Descrição da tarefa: No texto sobre o festival Folio, quem tocou piano junto ao Padrão Camoniano?

Excerto da fonte:
::::
Palavras da ministra da Cultura, Dalila Rodrigues, que inaugurou a 9ª edição do Festival Internacional de Literatura de Óbidos – Folio, este ano dedicado à Inquietação. Os 50 anos do 25 de Abril e os 500 anos do nascimento de Camões estão em destaque

“A porta da vila torna-se a capa do livro que abrimos”. Eram assim dadas, na tarde de quinta-feira, 10 de outubro, as boas vindas à edição deste ano do Folio – Festival Internacional de Literatura de Óbidos. A comitiva, da qual fez parte a ministra da Cultura, Dalila Rodrigues, pararia alguns metros à frente para, junto ao Padrão Camoniano, ouvir o jovem obidense Olavo Mesquita ao piano. Rua fora a cultura continuou a cruzar-se com os visitantes. Os três artistas criadores Hugo Inácio, Dinis Binnema e Diogo Binnema, juntamente com 12 jovens talentos locais, alunos das escolas de Óbidos, deram “vida” à performance “palavras saltam das pedras”, interpretando trechos de Camões, Natália Correia, Zeca Afonso, Armando da Silva Carvalho e José Mário Branco.
::::
Dados extraídos:
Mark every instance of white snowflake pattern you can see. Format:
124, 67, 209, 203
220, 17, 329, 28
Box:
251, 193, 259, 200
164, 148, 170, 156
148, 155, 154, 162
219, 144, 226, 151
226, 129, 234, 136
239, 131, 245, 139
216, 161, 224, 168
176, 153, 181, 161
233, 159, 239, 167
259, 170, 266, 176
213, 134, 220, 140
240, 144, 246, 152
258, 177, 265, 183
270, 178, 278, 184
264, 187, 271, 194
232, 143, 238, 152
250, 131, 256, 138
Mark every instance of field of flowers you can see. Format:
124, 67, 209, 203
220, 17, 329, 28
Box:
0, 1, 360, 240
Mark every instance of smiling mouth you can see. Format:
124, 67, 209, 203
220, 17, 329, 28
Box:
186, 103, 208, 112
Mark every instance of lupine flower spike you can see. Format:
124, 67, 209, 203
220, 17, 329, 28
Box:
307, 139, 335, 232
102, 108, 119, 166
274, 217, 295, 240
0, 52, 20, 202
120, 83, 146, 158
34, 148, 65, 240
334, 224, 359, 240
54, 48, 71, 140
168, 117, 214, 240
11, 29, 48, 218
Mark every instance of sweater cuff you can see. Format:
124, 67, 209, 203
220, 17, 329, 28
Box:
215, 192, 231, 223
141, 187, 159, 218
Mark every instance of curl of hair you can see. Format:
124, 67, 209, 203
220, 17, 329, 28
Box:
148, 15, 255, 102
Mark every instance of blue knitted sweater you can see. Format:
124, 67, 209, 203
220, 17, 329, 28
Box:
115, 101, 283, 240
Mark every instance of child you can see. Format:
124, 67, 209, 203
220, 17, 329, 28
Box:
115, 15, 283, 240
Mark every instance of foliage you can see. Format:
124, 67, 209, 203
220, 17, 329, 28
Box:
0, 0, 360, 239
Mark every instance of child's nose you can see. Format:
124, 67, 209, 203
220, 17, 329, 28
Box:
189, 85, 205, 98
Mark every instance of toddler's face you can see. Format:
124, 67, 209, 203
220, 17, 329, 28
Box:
::::
Resultado final: O jovem obidense Olavo Mesquita.